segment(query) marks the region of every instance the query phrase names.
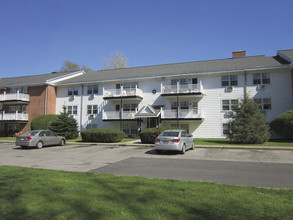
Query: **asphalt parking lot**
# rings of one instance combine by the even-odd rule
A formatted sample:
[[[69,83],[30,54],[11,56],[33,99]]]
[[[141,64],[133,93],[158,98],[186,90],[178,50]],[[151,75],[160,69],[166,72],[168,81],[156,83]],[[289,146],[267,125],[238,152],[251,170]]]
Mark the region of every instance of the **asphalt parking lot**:
[[[196,148],[182,155],[137,145],[22,149],[0,143],[0,165],[293,188],[292,150]]]

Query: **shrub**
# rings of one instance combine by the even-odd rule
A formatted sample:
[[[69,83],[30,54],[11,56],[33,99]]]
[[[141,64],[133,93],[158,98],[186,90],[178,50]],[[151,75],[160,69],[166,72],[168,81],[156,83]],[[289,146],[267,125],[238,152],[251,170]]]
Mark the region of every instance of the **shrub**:
[[[281,137],[293,139],[293,110],[284,112],[275,118],[271,128]]]
[[[246,95],[239,106],[234,106],[237,114],[229,122],[230,141],[239,144],[263,144],[271,134],[266,117],[260,112],[259,105]]]
[[[154,144],[156,137],[159,136],[165,130],[182,130],[182,128],[171,128],[171,127],[157,127],[157,128],[147,128],[140,133],[140,140],[143,144]],[[183,129],[184,130],[184,129]]]
[[[49,130],[50,125],[57,119],[57,115],[39,115],[31,121],[32,130]]]
[[[123,131],[112,129],[88,129],[80,132],[80,134],[84,142],[102,143],[120,142],[125,136]]]
[[[50,130],[54,131],[60,136],[64,136],[66,139],[75,139],[78,137],[78,125],[77,121],[64,112],[58,115],[57,119],[50,125]]]

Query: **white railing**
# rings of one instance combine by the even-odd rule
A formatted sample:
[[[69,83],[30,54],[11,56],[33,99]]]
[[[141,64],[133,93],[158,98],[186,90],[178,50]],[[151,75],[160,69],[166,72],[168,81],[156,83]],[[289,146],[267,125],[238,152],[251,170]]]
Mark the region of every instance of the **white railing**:
[[[202,91],[202,84],[184,84],[180,85],[161,85],[162,94],[176,94],[176,93],[195,93]]]
[[[122,119],[135,119],[137,111],[122,111]],[[120,119],[120,111],[104,111],[103,120]]]
[[[0,94],[0,101],[9,101],[9,100],[21,100],[21,101],[29,101],[29,95],[24,93],[6,93]]]
[[[142,90],[139,88],[103,89],[104,97],[140,96]]]
[[[177,109],[162,110],[162,118],[177,118]],[[200,109],[179,109],[178,118],[203,118]]]
[[[1,121],[28,121],[28,114],[25,113],[0,113]]]

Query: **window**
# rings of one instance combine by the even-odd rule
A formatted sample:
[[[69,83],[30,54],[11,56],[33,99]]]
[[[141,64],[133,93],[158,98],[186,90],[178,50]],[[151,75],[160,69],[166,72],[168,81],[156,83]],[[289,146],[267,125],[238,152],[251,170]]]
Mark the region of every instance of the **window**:
[[[222,76],[222,86],[237,86],[237,85],[238,85],[237,75]]]
[[[96,129],[96,128],[98,128],[98,125],[97,124],[88,124],[86,126],[86,129]]]
[[[123,111],[136,111],[138,108],[137,104],[123,104]]]
[[[120,84],[116,85],[116,89],[120,89],[120,87],[118,85],[120,85]],[[117,88],[117,87],[119,87],[119,88]],[[138,88],[138,82],[126,82],[126,83],[123,83],[123,88],[124,89],[130,89],[130,88],[134,89],[136,87]]]
[[[98,106],[97,105],[88,105],[87,106],[87,114],[88,115],[98,114]]]
[[[177,85],[177,83],[179,83],[179,85],[186,85],[189,84],[190,79],[185,78],[185,79],[172,79],[171,80],[171,85]]]
[[[93,85],[93,86],[88,86],[87,87],[87,94],[91,95],[91,94],[98,94],[99,92],[99,86],[97,85]]]
[[[255,73],[253,74],[253,85],[270,84],[270,73]]]
[[[70,115],[77,115],[77,106],[67,106],[67,113]]]
[[[68,88],[68,96],[78,95],[78,87],[69,87]]]
[[[268,110],[272,109],[272,100],[271,98],[258,98],[254,99],[254,101],[259,105],[259,109],[262,110]]]
[[[223,111],[235,111],[238,107],[238,99],[232,100],[222,100],[222,110]]]
[[[223,134],[227,135],[231,133],[231,128],[229,124],[223,124]]]
[[[177,102],[171,102],[171,109],[177,109]]]
[[[187,101],[180,102],[180,109],[188,109],[188,102]]]

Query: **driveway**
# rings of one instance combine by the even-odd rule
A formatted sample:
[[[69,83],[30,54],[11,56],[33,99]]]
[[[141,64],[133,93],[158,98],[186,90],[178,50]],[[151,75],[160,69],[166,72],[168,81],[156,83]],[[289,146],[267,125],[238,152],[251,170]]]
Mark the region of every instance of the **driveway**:
[[[247,185],[293,188],[293,151],[287,150],[196,148],[184,155],[158,155],[151,147],[138,146],[67,144],[21,149],[12,143],[0,143],[0,165],[240,185],[246,185],[244,179],[259,176],[262,178]],[[271,184],[258,184],[261,180]]]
+--
### What to produce
Would you print the material exactly once more, without any of its pictures?

### Response box
segment(query) marks the region of every instance the query phrase names.
Query: **asphalt parking lot**
# rings of one instance combine by the even-odd rule
A formatted sample:
[[[69,83],[30,54],[11,56],[33,99]]]
[[[141,64],[133,93],[158,98],[186,90],[178,50]],[[151,75],[160,69],[166,72],[168,81],[156,83]],[[289,146],[267,125],[238,152],[251,170]]]
Mark the region of every instance of the **asphalt parking lot**:
[[[196,148],[182,155],[137,145],[22,149],[0,143],[0,165],[293,188],[292,150]]]

Query: **shrub**
# rings of one instance combine by the even-odd rule
A formatted sample:
[[[69,83],[30,54],[11,56],[33,99]]]
[[[141,64],[133,93],[158,98],[186,90],[178,50]],[[151,75],[160,69],[166,72],[168,81],[156,83]],[[289,146],[267,125],[238,152],[251,170]]]
Mark the region of every instance of the **shrub**:
[[[281,137],[293,139],[293,110],[284,112],[275,118],[271,128]]]
[[[246,95],[239,106],[234,106],[237,114],[229,122],[230,141],[239,144],[263,144],[271,134],[266,117],[260,112],[259,105]]]
[[[154,144],[156,137],[159,136],[165,130],[182,130],[182,128],[171,128],[171,127],[157,127],[157,128],[147,128],[140,133],[140,140],[143,144]],[[183,129],[184,130],[184,129]]]
[[[49,130],[50,125],[57,119],[57,115],[39,115],[31,121],[32,130]]]
[[[123,131],[112,129],[88,129],[80,132],[80,134],[84,142],[102,143],[120,142],[125,136]]]
[[[50,130],[54,131],[60,136],[64,136],[66,139],[75,139],[78,137],[78,125],[77,121],[64,112],[58,115],[57,119],[50,125]]]

Query: **white railing**
# rings of one instance combine by the even-odd rule
A formatted sample:
[[[69,83],[30,54],[11,56],[33,99]]]
[[[141,64],[133,93],[158,98],[186,90],[178,50]],[[151,75],[160,69],[166,72],[168,81],[156,83]],[[289,146],[267,125],[238,152],[251,170]]]
Mark the region of every instance of the **white railing**:
[[[202,91],[202,84],[184,84],[180,85],[161,85],[162,94],[176,94],[176,93],[195,93]]]
[[[122,119],[135,119],[137,111],[122,111]],[[120,119],[120,111],[104,111],[103,120]]]
[[[0,94],[0,101],[9,101],[9,100],[21,100],[21,101],[29,101],[29,95],[24,93],[6,93]]]
[[[142,90],[139,88],[103,89],[104,97],[140,96]]]
[[[177,109],[162,110],[162,118],[177,118]],[[200,109],[179,109],[178,118],[203,118]]]
[[[1,121],[28,121],[28,114],[25,113],[0,113]]]

Query: **window**
# rings of one instance combine by the even-odd rule
A formatted sample:
[[[69,83],[30,54],[11,56],[33,99]]]
[[[141,64],[133,93],[158,98],[186,90],[178,50]],[[151,75],[160,69],[166,72],[168,81],[156,83]],[[289,146],[267,125],[238,152],[251,170]]]
Mark the region of every instance of the **window**:
[[[222,76],[222,86],[237,86],[237,85],[238,85],[237,75]]]
[[[96,129],[96,128],[98,128],[98,125],[97,124],[88,124],[86,126],[86,129]]]
[[[123,111],[136,111],[138,108],[137,104],[123,104]]]
[[[120,84],[116,85],[116,89],[120,89],[120,87],[118,85],[120,85]],[[117,88],[117,87],[119,87],[119,88]],[[138,88],[138,82],[126,82],[126,83],[123,83],[123,88],[124,89],[130,89],[130,88],[134,89],[136,87]]]
[[[98,106],[97,105],[88,105],[87,106],[87,114],[88,115],[98,114]]]
[[[177,85],[177,83],[179,83],[179,85],[186,85],[189,84],[190,79],[185,78],[185,79],[172,79],[171,80],[171,85]]]
[[[93,85],[93,86],[88,86],[87,87],[87,94],[91,95],[91,94],[98,94],[99,92],[99,86],[97,85]]]
[[[255,73],[253,74],[253,85],[270,84],[270,73]]]
[[[70,115],[77,115],[77,106],[67,106],[67,113]]]
[[[68,88],[68,96],[78,95],[78,87],[69,87]]]
[[[268,110],[272,109],[272,100],[271,98],[258,98],[254,99],[254,101],[259,105],[259,109],[262,110]]]
[[[223,111],[235,111],[238,107],[238,99],[232,100],[222,100],[222,110]]]
[[[223,134],[227,135],[231,133],[231,128],[229,124],[223,124]]]
[[[177,102],[171,102],[171,109],[177,109]]]
[[[187,101],[180,102],[180,109],[188,109],[188,102]]]

Query: **driveway**
# rings of one instance combine by the even-odd rule
A formatted sample:
[[[69,83],[30,54],[11,56],[33,99]]]
[[[141,64],[133,93],[158,98],[186,90],[178,50]],[[151,75],[160,69],[166,72],[168,81],[156,83]],[[289,146],[267,125],[238,152],[251,170]]]
Mark the region of every instance of the **driveway**:
[[[247,185],[293,188],[293,151],[287,150],[196,148],[184,155],[158,155],[151,147],[138,146],[67,144],[21,149],[12,143],[0,143],[0,165],[240,185],[246,185],[244,179],[259,176],[262,178]],[[271,184],[258,184],[261,180]]]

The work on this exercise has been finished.